At this year's San Francisco Climate Week, Enduring Planet, Climatebase, Mark1, and Planeteer came together to host the Startup to Scale-up Summit. This was our 6th Community Event, and our first in-person gathering since we launched this series.

If you missed our first five, we highly encourage you to go back and read the teardowns on the Enduring Planet Insights page. You can also sign up for the event calendar here to make sure you don't miss any future virtual or in person gatherings.

At the Startup to Scale-up Summit, we convened experts across the climate ecosystem to discuss how startups should adapt their approach to internal financial operations and fundraising as they mature. Whether founders are implementing foolproof financial systems and working with a fractional CFO or navigating a complex capital stack of venture capital, debt, and non-dilutive funding - preparing early and predicting what’s coming around the next corner of scale is essential for founders.

From a day of invaluable insights, the message is clear – everything depends on your startup’s ability to align its current financial strategies to its future trajectory. So what did we learn? Read on!

Aim 1
List the organizations that the summit write-up names as hosts of the Startup to Scale-up Summit.
The summit write-up and the listing below it have no connection to each other.

Dataset records
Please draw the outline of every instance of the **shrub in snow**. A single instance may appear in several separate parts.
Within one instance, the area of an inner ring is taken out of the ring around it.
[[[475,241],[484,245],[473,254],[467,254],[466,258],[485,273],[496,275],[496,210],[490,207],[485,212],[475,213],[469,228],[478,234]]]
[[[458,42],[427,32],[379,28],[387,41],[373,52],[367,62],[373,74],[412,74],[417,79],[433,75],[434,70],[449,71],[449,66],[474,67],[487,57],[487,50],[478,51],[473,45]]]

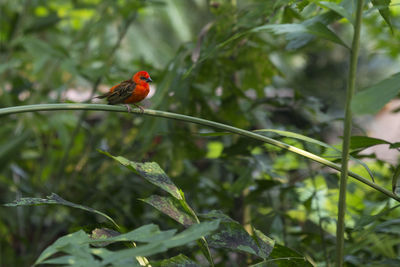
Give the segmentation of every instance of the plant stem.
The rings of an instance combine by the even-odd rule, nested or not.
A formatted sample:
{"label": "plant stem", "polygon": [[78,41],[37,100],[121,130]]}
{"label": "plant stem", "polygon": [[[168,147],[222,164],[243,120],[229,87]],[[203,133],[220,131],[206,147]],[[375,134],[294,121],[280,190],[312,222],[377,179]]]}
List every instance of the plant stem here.
{"label": "plant stem", "polygon": [[[53,111],[53,110],[100,110],[100,111],[112,111],[112,112],[127,112],[125,107],[122,106],[111,106],[111,105],[104,105],[104,104],[85,104],[85,103],[80,103],[80,104],[39,104],[39,105],[27,105],[27,106],[16,106],[16,107],[9,107],[9,108],[2,108],[0,109],[0,116],[2,115],[10,115],[10,114],[15,114],[15,113],[23,113],[23,112],[34,112],[34,111]],[[311,159],[313,161],[316,161],[318,163],[321,163],[322,165],[328,166],[332,169],[335,169],[337,171],[341,171],[341,166],[333,163],[329,160],[326,160],[324,158],[321,158],[317,155],[314,155],[308,151],[305,151],[303,149],[285,144],[283,142],[274,140],[272,138],[246,131],[240,128],[236,128],[233,126],[229,126],[226,124],[222,124],[219,122],[214,122],[214,121],[209,121],[201,118],[196,118],[196,117],[191,117],[191,116],[186,116],[182,114],[177,114],[177,113],[171,113],[171,112],[166,112],[166,111],[159,111],[159,110],[152,110],[152,109],[145,109],[144,112],[140,109],[132,109],[132,113],[130,114],[138,114],[138,115],[149,115],[153,117],[160,117],[160,118],[167,118],[167,119],[174,119],[174,120],[179,120],[179,121],[185,121],[185,122],[190,122],[190,123],[196,123],[196,124],[201,124],[205,126],[209,126],[212,128],[217,128],[221,129],[223,131],[227,131],[230,133],[238,134],[245,136],[247,138],[251,138],[254,140],[259,140],[277,147],[280,147],[282,149],[291,151],[293,153],[296,153],[298,155],[301,155],[303,157],[306,157],[308,159]],[[4,122],[3,122],[4,123]],[[356,180],[360,181],[361,183],[364,183],[375,190],[385,194],[386,196],[393,198],[400,202],[400,197],[393,194],[391,191],[380,187],[379,185],[371,182],[369,179],[364,178],[363,176],[356,174],[354,172],[348,172],[348,175],[355,178]]]}
{"label": "plant stem", "polygon": [[342,145],[342,170],[340,174],[340,191],[339,191],[339,211],[336,229],[336,266],[343,266],[344,257],[344,219],[346,213],[346,191],[347,191],[347,178],[348,178],[348,161],[350,150],[350,137],[351,137],[351,99],[353,98],[356,73],[357,73],[357,60],[360,42],[361,18],[364,0],[357,0],[356,20],[354,24],[353,42],[350,52],[350,68],[347,81],[347,95],[345,107],[345,119],[343,130],[343,145]]}

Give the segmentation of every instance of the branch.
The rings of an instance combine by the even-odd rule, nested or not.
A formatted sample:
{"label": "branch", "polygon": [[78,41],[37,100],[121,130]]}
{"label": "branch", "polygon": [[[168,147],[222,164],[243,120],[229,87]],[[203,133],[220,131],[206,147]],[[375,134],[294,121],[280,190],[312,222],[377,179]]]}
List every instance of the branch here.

Aim 2
In the listing, rewrite the lines from the line with "Give the segmentation of every instance of the plant" up to and including the line with "List every instance of the plant stem here.", changing "plant stem" to "stalk" and keeping everything else the same. Give only those lines.

Solution 1
Enduring Planet, Climatebase, Mark1, and Planeteer

Solution 2
Give the segmentation of every instance of the stalk.
The rings of an instance combine by the even-odd rule, nested or not.
A formatted sample:
{"label": "stalk", "polygon": [[78,41],[37,100],[121,130]]}
{"label": "stalk", "polygon": [[[168,147],[222,164],[243,120],[229,87]],[[203,133],[220,131],[206,147]],[[375,134],[294,121],[280,190],[312,222],[377,179]]]}
List every instance of the stalk here.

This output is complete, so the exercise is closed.